→ What to do: As the answer, set down the lines below from the one containing "Task: a point for each instance of the spectator" through the one containing "Task: a point for each instance of the ncaa", exactly and inclusively, and no others.

**** Working data ****

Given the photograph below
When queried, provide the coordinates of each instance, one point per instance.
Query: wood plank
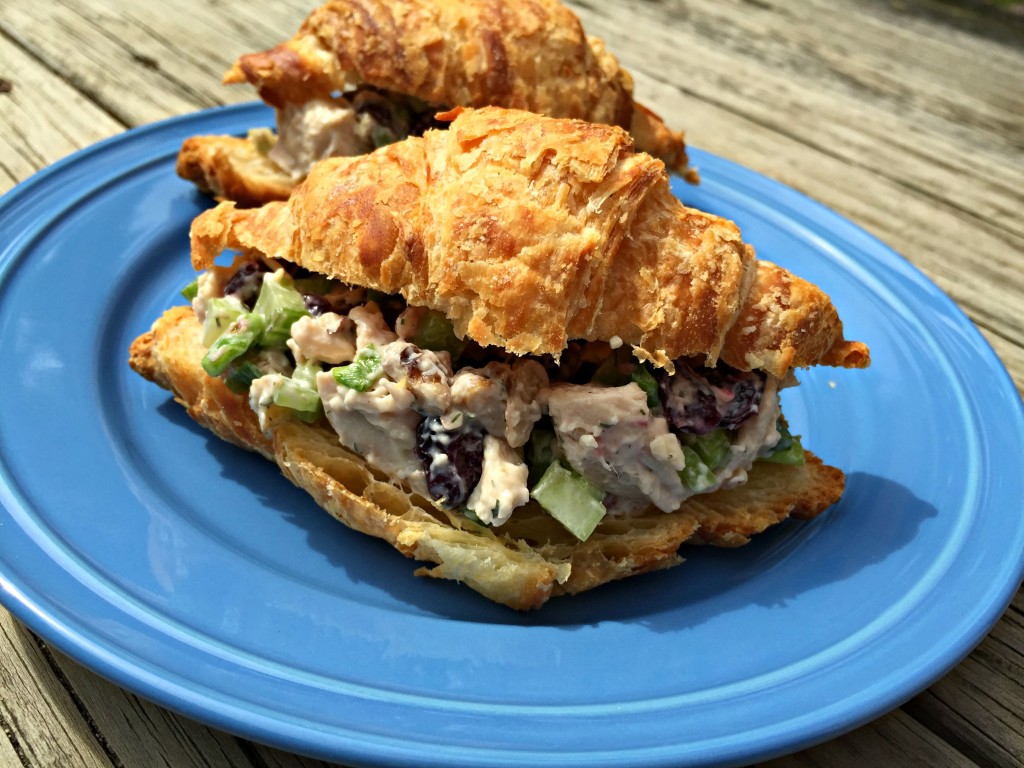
(42, 118)
(895, 739)
(115, 55)
(39, 715)
(140, 732)
(905, 178)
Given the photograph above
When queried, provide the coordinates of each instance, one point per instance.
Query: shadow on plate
(876, 518)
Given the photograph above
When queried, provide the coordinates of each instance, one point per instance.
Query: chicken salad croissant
(359, 74)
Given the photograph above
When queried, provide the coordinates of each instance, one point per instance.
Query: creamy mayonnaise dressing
(609, 435)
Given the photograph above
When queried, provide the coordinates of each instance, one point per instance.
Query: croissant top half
(529, 231)
(530, 55)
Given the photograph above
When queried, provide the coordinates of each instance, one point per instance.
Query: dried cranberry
(451, 479)
(699, 400)
(246, 283)
(738, 393)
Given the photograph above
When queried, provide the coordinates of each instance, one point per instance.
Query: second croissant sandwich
(363, 73)
(509, 350)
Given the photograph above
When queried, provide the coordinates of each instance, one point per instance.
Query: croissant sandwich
(364, 73)
(508, 350)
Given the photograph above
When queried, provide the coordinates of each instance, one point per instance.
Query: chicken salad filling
(475, 429)
(353, 122)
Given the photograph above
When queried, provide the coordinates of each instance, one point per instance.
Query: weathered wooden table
(906, 117)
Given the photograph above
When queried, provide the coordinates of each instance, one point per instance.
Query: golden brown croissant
(529, 231)
(532, 56)
(534, 237)
(522, 563)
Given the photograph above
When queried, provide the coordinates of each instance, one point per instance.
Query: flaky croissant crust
(530, 55)
(528, 231)
(522, 563)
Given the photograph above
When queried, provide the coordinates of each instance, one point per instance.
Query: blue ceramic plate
(195, 574)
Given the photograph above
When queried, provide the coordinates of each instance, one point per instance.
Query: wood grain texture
(905, 117)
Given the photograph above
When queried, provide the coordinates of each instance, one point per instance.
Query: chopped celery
(241, 374)
(570, 500)
(190, 291)
(713, 448)
(361, 373)
(316, 284)
(542, 449)
(231, 344)
(280, 305)
(609, 373)
(220, 313)
(436, 334)
(297, 396)
(695, 474)
(644, 379)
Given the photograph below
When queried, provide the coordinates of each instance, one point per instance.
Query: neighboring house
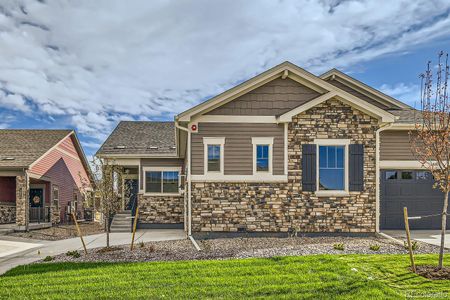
(284, 151)
(41, 173)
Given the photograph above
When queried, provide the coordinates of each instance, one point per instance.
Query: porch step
(121, 222)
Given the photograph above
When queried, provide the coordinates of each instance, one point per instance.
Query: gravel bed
(242, 248)
(60, 232)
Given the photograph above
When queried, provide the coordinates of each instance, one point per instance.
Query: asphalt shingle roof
(22, 147)
(141, 137)
(406, 116)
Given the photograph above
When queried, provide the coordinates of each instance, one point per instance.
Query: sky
(86, 65)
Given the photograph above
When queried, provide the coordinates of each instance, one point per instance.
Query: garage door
(413, 189)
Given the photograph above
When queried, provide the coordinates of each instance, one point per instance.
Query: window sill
(332, 193)
(162, 194)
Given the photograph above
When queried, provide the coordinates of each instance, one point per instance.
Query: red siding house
(41, 177)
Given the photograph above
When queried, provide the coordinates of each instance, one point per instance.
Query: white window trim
(161, 169)
(213, 141)
(332, 142)
(262, 141)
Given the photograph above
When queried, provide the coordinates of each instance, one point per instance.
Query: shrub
(414, 245)
(374, 247)
(339, 246)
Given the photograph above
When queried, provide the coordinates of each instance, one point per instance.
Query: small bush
(374, 247)
(414, 245)
(339, 246)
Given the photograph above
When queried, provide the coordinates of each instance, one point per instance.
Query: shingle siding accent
(281, 207)
(395, 145)
(238, 146)
(274, 98)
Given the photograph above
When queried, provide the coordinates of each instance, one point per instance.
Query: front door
(131, 190)
(36, 204)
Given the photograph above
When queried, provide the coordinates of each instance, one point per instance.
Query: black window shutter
(356, 167)
(309, 167)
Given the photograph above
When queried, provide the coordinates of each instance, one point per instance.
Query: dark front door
(131, 191)
(412, 189)
(37, 213)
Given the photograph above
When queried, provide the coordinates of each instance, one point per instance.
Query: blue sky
(89, 64)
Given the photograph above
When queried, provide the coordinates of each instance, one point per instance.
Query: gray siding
(358, 94)
(395, 145)
(238, 151)
(273, 98)
(159, 162)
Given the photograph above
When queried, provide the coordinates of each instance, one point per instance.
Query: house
(283, 151)
(41, 174)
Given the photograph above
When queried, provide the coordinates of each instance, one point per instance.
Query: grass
(313, 277)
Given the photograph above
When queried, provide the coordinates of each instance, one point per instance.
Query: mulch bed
(242, 248)
(432, 272)
(60, 232)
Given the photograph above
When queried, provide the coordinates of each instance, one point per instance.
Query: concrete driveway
(19, 251)
(432, 237)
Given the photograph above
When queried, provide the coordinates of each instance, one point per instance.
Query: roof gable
(19, 148)
(362, 90)
(282, 71)
(287, 94)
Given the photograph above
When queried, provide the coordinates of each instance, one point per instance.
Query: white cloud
(408, 93)
(95, 62)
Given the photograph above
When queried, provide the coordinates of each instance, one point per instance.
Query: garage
(413, 189)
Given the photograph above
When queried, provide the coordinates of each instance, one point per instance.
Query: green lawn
(315, 277)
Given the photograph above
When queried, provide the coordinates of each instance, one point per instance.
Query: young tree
(107, 187)
(430, 141)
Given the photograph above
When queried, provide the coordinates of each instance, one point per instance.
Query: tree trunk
(444, 225)
(107, 231)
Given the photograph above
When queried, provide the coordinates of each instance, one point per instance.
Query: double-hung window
(332, 165)
(331, 168)
(213, 155)
(162, 181)
(262, 154)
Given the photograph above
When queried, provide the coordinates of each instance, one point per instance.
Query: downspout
(188, 177)
(377, 175)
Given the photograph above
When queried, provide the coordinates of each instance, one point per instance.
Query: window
(213, 158)
(213, 154)
(55, 195)
(331, 167)
(162, 182)
(407, 175)
(423, 175)
(262, 158)
(390, 175)
(262, 154)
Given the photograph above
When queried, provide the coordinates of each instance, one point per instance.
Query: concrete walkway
(432, 237)
(19, 251)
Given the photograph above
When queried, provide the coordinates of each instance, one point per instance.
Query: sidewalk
(19, 251)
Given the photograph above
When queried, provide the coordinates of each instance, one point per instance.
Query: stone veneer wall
(161, 209)
(7, 212)
(21, 201)
(282, 207)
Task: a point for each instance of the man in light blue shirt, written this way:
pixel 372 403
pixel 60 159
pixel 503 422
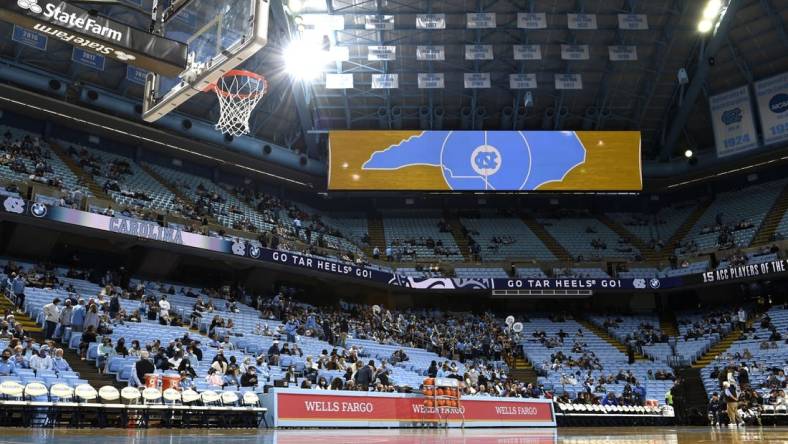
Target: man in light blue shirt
pixel 78 316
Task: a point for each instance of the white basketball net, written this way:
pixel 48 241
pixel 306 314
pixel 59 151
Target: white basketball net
pixel 238 96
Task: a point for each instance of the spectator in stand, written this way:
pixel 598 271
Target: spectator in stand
pixel 51 318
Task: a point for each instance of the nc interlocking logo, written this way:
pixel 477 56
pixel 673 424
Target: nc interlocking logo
pixel 30 5
pixel 487 160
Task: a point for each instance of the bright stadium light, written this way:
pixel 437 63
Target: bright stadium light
pixel 305 60
pixel 712 9
pixel 705 26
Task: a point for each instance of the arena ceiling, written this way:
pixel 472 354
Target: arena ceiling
pixel 751 43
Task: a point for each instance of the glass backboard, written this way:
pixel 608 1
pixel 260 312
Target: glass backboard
pixel 220 34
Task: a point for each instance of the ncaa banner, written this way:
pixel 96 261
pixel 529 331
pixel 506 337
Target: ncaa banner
pixel 29 38
pixel 478 52
pixel 89 59
pixel 622 53
pixel 379 22
pixel 431 80
pixel 481 20
pixel 381 53
pixel 477 80
pixel 581 21
pixel 633 22
pixel 339 81
pixel 734 126
pixel 385 81
pixel 568 81
pixel 772 96
pixel 527 52
pixel 431 21
pixel 522 81
pixel 430 53
pixel 575 52
pixel 531 20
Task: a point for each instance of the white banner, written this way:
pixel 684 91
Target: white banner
pixel 581 21
pixel 622 53
pixel 527 52
pixel 382 53
pixel 385 81
pixel 635 22
pixel 481 20
pixel 568 81
pixel 475 80
pixel 478 52
pixel 772 96
pixel 431 21
pixel 531 20
pixel 431 52
pixel 575 52
pixel 431 80
pixel 379 22
pixel 339 81
pixel 522 81
pixel 734 126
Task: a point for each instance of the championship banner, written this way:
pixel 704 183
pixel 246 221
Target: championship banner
pixel 733 122
pixel 432 53
pixel 481 20
pixel 581 21
pixel 485 160
pixel 772 97
pixel 318 408
pixel 339 81
pixel 379 22
pixel 575 52
pixel 431 81
pixel 29 38
pixel 381 53
pixel 622 53
pixel 478 52
pixel 522 81
pixel 431 21
pixel 633 22
pixel 531 20
pixel 477 80
pixel 80 28
pixel 568 81
pixel 385 81
pixel 527 52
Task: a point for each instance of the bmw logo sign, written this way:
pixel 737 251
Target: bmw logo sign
pixel 38 209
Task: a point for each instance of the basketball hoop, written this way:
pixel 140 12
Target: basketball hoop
pixel 238 92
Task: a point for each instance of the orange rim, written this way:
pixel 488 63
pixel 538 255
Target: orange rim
pixel 238 73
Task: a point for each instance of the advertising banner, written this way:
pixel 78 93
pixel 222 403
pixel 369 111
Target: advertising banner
pixel 315 408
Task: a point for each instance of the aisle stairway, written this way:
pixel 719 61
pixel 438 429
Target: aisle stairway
pixel 683 230
pixel 645 251
pixel 667 324
pixel 602 333
pixel 377 234
pixel 456 231
pixel 547 239
pixel 772 219
pixel 78 171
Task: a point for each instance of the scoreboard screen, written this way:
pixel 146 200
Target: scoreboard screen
pixel 485 161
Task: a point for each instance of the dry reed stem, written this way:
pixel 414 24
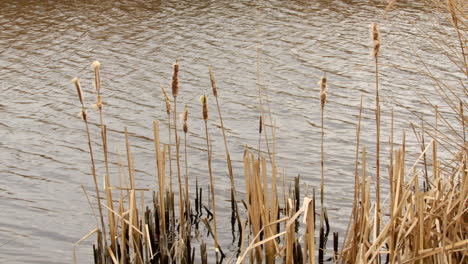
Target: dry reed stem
pixel 93 166
pixel 228 155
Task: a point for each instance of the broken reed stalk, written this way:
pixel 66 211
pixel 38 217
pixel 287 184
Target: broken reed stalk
pixel 107 185
pixel 204 103
pixel 185 129
pixel 91 154
pixel 323 99
pixel 375 52
pixel 235 208
pixel 169 134
pixel 175 90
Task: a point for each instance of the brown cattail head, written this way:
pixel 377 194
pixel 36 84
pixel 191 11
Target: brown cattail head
pixel 175 79
pixel 323 91
pixel 99 102
pixel 83 114
pixel 375 39
pixel 166 99
pixel 184 118
pixel 204 102
pixel 213 82
pixel 78 89
pixel 97 78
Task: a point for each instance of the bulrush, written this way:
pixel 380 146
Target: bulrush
pixel 204 102
pixel 166 99
pixel 323 91
pixel 234 206
pixel 96 65
pixel 93 166
pixel 213 82
pixel 184 118
pixel 375 39
pixel 175 79
pixel 323 100
pixel 78 89
pixel 375 52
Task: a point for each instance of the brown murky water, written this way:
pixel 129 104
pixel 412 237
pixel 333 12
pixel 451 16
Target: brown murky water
pixel 44 44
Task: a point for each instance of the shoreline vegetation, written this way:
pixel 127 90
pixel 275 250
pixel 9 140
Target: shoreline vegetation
pixel 424 219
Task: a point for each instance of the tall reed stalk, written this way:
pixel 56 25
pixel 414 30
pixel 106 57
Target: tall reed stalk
pixel 204 103
pixel 175 90
pixel 234 206
pixel 107 184
pixel 323 100
pixel 91 154
pixel 375 53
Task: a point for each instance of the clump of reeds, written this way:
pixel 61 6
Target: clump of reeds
pixel 421 223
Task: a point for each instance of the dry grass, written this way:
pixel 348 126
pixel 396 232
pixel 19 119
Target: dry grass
pixel 424 221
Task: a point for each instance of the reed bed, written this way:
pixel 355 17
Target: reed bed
pixel 424 218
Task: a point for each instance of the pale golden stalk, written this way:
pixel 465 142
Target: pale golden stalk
pixel 375 52
pixel 168 111
pixel 107 185
pixel 323 99
pixel 204 103
pixel 93 166
pixel 185 128
pixel 175 90
pixel 228 155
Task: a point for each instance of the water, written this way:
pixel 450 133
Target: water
pixel 44 44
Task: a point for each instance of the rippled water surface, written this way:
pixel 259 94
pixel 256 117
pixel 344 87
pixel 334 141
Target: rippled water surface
pixel 44 44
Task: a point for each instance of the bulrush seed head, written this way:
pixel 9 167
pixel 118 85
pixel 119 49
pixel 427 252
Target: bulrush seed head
pixel 78 89
pixel 213 82
pixel 323 91
pixel 168 102
pixel 97 78
pixel 175 79
pixel 184 118
pixel 260 125
pixel 375 39
pixel 204 102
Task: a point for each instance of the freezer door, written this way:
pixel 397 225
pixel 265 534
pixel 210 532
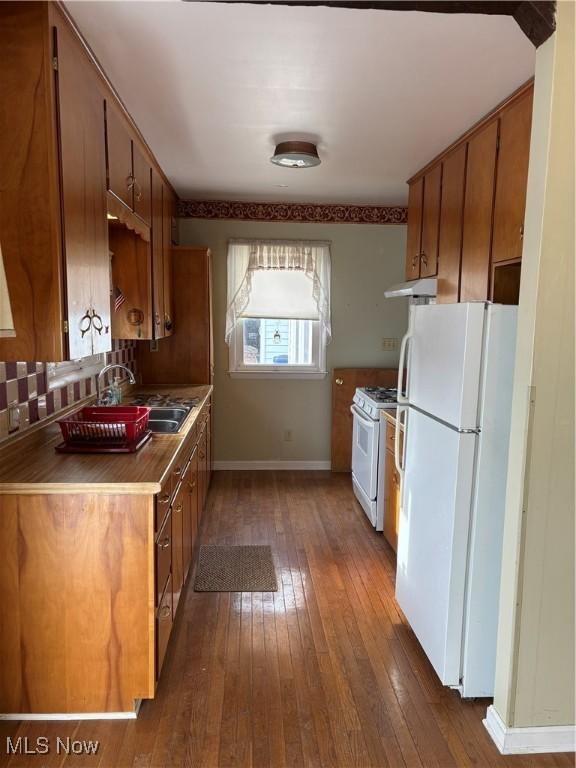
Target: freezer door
pixel 433 538
pixel 444 359
pixel 365 452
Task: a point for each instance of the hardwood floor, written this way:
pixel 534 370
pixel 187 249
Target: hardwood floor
pixel 323 672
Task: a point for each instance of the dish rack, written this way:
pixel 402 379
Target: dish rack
pixel 105 429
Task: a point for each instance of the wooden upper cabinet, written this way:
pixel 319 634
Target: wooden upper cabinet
pixel 430 221
pixel 53 189
pixel 450 237
pixel 512 179
pixel 83 166
pixel 142 184
pixel 119 156
pixel 413 248
pixel 478 206
pixel 168 205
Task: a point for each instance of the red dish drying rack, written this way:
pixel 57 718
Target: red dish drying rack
pixel 105 429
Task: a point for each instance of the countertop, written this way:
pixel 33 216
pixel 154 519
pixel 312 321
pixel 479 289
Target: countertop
pixel 31 465
pixel 390 416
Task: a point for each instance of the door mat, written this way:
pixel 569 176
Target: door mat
pixel 240 568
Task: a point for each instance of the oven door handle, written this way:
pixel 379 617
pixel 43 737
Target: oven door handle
pixel 360 415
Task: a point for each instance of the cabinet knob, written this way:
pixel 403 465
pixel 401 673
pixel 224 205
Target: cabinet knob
pixel 85 323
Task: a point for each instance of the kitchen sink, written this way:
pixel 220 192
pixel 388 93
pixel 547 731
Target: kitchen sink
pixel 167 420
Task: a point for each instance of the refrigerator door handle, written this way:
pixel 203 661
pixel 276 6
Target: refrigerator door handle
pixel 403 347
pixel 397 457
pixel 360 416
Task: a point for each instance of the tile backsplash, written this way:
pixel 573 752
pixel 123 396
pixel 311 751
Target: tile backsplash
pixel 26 385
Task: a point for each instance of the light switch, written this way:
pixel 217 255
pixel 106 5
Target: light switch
pixel 389 345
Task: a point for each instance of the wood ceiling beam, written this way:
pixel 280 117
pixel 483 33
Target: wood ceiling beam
pixel 536 18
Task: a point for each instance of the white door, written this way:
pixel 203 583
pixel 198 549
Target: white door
pixel 365 452
pixel 444 359
pixel 433 538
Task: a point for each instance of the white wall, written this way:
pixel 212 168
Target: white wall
pixel 536 641
pixel 250 417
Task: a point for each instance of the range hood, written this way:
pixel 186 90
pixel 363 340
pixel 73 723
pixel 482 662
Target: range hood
pixel 426 286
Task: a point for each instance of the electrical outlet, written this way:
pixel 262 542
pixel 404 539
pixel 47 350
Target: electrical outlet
pixel 389 345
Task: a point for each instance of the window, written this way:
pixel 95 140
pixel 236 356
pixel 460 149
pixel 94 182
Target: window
pixel 278 317
pixel 60 374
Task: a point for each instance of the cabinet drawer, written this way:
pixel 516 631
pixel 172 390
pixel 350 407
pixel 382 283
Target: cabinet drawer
pixel 162 503
pixel 163 557
pixel 163 625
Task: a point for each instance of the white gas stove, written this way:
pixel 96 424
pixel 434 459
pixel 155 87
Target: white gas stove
pixel 368 446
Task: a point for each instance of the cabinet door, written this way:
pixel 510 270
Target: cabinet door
pixel 512 179
pixel 478 206
pixel 83 169
pixel 157 256
pixel 431 221
pixel 208 451
pixel 167 205
pixel 186 523
pixel 177 547
pixel 193 492
pixel 119 157
pixel 450 239
pixel 391 500
pixel 142 184
pixel 413 247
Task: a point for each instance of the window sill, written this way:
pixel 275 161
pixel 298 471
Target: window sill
pixel 278 374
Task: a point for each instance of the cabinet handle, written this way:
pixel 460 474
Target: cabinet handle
pixel 87 317
pixel 99 325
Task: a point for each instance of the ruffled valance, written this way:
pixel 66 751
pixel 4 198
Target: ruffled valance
pixel 287 279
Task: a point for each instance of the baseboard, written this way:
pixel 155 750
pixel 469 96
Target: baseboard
pixel 524 741
pixel 314 465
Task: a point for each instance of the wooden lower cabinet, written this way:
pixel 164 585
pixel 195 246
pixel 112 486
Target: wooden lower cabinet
pixel 186 490
pixel 391 489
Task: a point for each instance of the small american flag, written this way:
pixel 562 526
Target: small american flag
pixel 119 299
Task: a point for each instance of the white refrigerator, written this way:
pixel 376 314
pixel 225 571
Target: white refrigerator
pixel 456 408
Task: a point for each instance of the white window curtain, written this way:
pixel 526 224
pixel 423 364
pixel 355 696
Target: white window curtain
pixel 288 279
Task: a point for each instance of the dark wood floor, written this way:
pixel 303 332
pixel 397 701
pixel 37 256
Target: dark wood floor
pixel 323 672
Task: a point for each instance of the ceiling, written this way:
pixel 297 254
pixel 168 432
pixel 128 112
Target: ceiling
pixel 213 87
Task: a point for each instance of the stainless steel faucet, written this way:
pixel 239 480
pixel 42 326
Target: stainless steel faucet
pixel 101 397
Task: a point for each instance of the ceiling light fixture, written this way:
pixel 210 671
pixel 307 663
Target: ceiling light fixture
pixel 295 154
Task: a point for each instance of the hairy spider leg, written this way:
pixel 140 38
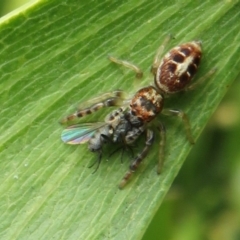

****

→ Reply to the exercise:
Task: a point for each instance of the spectator in stand, written this way:
pixel 598 271
Target: spectator in stand
pixel 51 318
Task: a point for each instance of the nc interlocking logo, written this way:
pixel 477 56
pixel 673 424
Target: nc interlocking logo
pixel 30 5
pixel 487 160
Task: a point for each instance of the bright stadium light, written this way:
pixel 437 63
Target: bright stadium light
pixel 305 60
pixel 712 9
pixel 705 26
Task: a point for each instance of the arena ceiling, written this way:
pixel 472 354
Target: arena ceiling
pixel 751 43
Task: a point for each instance of the glass backboard, written this way:
pixel 608 1
pixel 260 312
Target: glass backboard
pixel 220 34
Task: a point for each instance of the ncaa banner, written this way:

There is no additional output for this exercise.